PROVIDED ENTRIES:

------------------------------------------------------------

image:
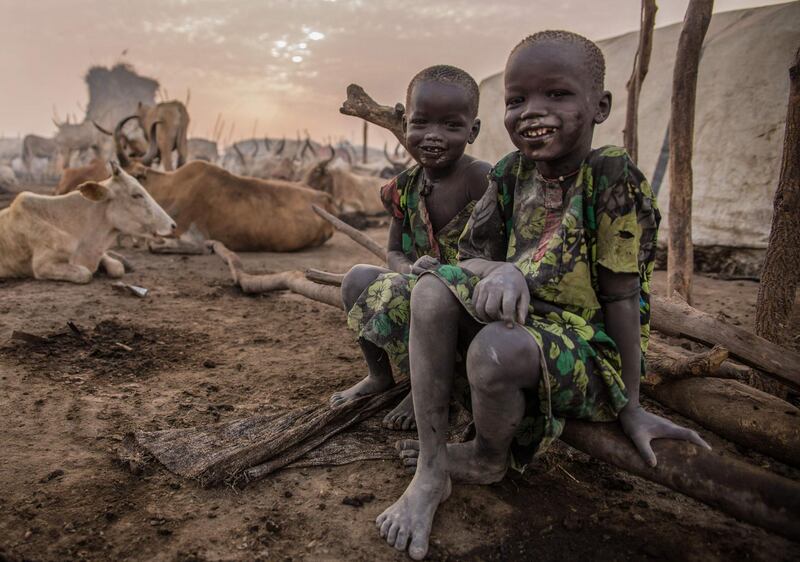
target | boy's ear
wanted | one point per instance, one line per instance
(93, 191)
(603, 108)
(473, 132)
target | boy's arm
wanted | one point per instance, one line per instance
(395, 258)
(619, 294)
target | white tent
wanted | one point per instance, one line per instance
(742, 95)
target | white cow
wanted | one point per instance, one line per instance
(66, 237)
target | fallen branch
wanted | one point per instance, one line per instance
(360, 104)
(676, 317)
(325, 277)
(737, 488)
(737, 412)
(355, 235)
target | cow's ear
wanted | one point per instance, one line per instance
(93, 191)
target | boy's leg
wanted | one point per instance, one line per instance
(435, 314)
(501, 362)
(379, 375)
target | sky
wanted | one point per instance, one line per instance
(274, 67)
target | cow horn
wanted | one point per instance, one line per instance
(152, 149)
(239, 154)
(101, 129)
(124, 161)
(389, 158)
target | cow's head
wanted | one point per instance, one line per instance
(130, 209)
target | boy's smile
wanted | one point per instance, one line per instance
(552, 105)
(439, 123)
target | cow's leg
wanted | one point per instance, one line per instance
(114, 268)
(48, 266)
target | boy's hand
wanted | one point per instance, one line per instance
(424, 264)
(502, 295)
(642, 427)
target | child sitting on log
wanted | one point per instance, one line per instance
(429, 204)
(552, 289)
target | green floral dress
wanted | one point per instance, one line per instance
(382, 312)
(557, 234)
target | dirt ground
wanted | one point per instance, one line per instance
(196, 351)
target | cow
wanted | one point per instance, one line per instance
(352, 193)
(245, 214)
(174, 120)
(34, 146)
(67, 237)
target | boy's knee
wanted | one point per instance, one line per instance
(431, 298)
(357, 279)
(499, 356)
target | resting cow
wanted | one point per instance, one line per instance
(245, 214)
(66, 237)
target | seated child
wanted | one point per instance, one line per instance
(430, 204)
(553, 287)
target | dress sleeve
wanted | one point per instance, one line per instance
(390, 197)
(627, 215)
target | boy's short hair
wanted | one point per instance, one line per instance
(446, 74)
(594, 56)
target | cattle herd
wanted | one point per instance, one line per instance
(148, 180)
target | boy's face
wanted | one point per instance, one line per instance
(551, 104)
(438, 124)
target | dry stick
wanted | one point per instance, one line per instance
(641, 63)
(325, 277)
(780, 275)
(357, 236)
(744, 491)
(359, 104)
(676, 317)
(288, 280)
(680, 257)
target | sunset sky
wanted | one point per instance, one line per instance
(284, 63)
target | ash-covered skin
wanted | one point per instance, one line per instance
(440, 121)
(552, 106)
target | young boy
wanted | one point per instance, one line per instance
(430, 204)
(553, 282)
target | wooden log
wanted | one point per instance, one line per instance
(676, 317)
(780, 275)
(641, 63)
(360, 104)
(680, 257)
(737, 412)
(325, 277)
(737, 488)
(355, 235)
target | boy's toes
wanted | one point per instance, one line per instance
(419, 546)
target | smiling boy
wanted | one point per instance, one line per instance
(553, 280)
(429, 204)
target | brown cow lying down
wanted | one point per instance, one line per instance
(66, 237)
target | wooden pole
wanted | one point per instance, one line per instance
(641, 63)
(781, 273)
(680, 259)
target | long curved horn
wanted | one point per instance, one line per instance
(389, 158)
(152, 149)
(101, 129)
(124, 161)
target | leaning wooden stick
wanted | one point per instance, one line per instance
(354, 234)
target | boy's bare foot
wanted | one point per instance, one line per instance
(463, 462)
(368, 385)
(407, 523)
(402, 417)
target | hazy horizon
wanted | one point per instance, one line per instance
(274, 67)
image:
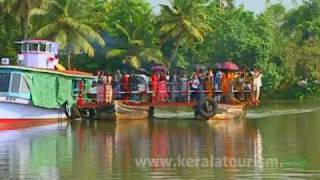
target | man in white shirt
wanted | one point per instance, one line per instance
(257, 84)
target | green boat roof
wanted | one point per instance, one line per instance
(68, 73)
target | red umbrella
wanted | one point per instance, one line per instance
(230, 66)
(158, 68)
(219, 66)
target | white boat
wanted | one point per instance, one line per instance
(38, 88)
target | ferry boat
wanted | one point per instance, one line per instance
(39, 88)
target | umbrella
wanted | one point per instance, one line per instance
(218, 66)
(142, 71)
(230, 66)
(158, 68)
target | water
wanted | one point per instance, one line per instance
(286, 132)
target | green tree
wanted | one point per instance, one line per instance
(23, 10)
(136, 45)
(65, 23)
(183, 21)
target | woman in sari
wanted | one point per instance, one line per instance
(108, 89)
(208, 85)
(162, 88)
(154, 84)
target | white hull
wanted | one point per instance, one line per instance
(12, 111)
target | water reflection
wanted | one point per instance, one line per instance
(106, 150)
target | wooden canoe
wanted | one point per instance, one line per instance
(230, 112)
(124, 111)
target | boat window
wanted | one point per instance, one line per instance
(49, 48)
(24, 88)
(43, 47)
(33, 46)
(15, 83)
(24, 47)
(4, 82)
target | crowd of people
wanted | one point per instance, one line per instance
(161, 86)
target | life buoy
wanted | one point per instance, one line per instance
(208, 108)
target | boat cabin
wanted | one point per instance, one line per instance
(13, 85)
(38, 54)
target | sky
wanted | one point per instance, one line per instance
(256, 6)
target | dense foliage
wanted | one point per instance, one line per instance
(110, 34)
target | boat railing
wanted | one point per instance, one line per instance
(164, 93)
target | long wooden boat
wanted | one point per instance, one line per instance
(229, 112)
(35, 89)
(123, 111)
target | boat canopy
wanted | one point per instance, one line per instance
(49, 90)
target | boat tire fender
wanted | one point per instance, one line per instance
(208, 108)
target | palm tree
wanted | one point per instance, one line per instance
(183, 20)
(68, 26)
(137, 45)
(23, 10)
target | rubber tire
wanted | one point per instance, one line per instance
(67, 111)
(213, 111)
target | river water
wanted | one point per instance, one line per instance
(278, 140)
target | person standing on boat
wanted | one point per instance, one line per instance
(201, 93)
(125, 86)
(173, 87)
(208, 85)
(226, 86)
(101, 88)
(217, 85)
(184, 87)
(162, 88)
(194, 87)
(117, 83)
(154, 84)
(108, 89)
(257, 84)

------------------------------------------------------------

WHAT THE TASK ASKS: Set down, word for word, every line from the line that holds "target | white boat" to the end of the entries above, including both ends.

RESPONSE TO THIS TASK:
target | white boat
wanted | one point per instance, one line per instance
(38, 88)
target | ferry boat
wanted | one point per instance, one line per instance
(39, 88)
target | umbrella
wanted | one point per instance, one line per instance
(218, 66)
(142, 71)
(230, 66)
(158, 68)
target | water
wanted | one point per instance, one line per instance
(286, 132)
target | green tree
wanted | one point per instance, one line per instance
(23, 10)
(136, 45)
(65, 23)
(183, 21)
target | woman in sari
wanted | one point per instance, one line per instance
(108, 89)
(208, 85)
(162, 88)
(154, 84)
target | white hull
wanted | one point per instance, one line per instance
(12, 111)
target | water reflection
wanted | one point per instance, one line per instance
(106, 150)
target | wooden canoe
wanted | one point per instance, one line per instance
(230, 112)
(124, 111)
target | boat window
wanted | one point per instance, one line per instance
(49, 48)
(24, 88)
(43, 47)
(33, 46)
(15, 83)
(24, 47)
(4, 82)
target | crowd of people
wanted | one point per instance, one line per instance
(161, 86)
target | life buoy
wanted | one point per instance, one line per instance
(208, 108)
target | boat cabin
wanted | one point per instance, one line per instance
(13, 85)
(38, 54)
target | sky
wanted | one point per instance, one line per instance
(256, 6)
target | dense foliage
wanted | one point per instance, one line per instance
(110, 34)
target | boat railing
wanted | one point per instance, one line per instance
(164, 93)
target | long wooden boat
wanted | one point per instance, one line per instance
(229, 112)
(35, 89)
(123, 111)
target | boat canopy
wanted | one point per instance, one line per instance
(49, 90)
target | boat tire fender
wanted | one point per instance, one line per instance
(208, 108)
target | palm tree
wanted | one point per instance, one line per instance
(183, 20)
(68, 26)
(137, 45)
(23, 10)
target | rubber tire
wanted | one point per instance, one line per instance
(67, 111)
(213, 111)
target | river water
wanted | one point per instance, one line per instance
(278, 140)
target | person standing on boat
wanted | one point per instance, one line per instance
(201, 93)
(125, 86)
(173, 87)
(208, 85)
(226, 86)
(101, 88)
(217, 85)
(184, 87)
(162, 88)
(194, 87)
(117, 83)
(154, 84)
(108, 89)
(257, 84)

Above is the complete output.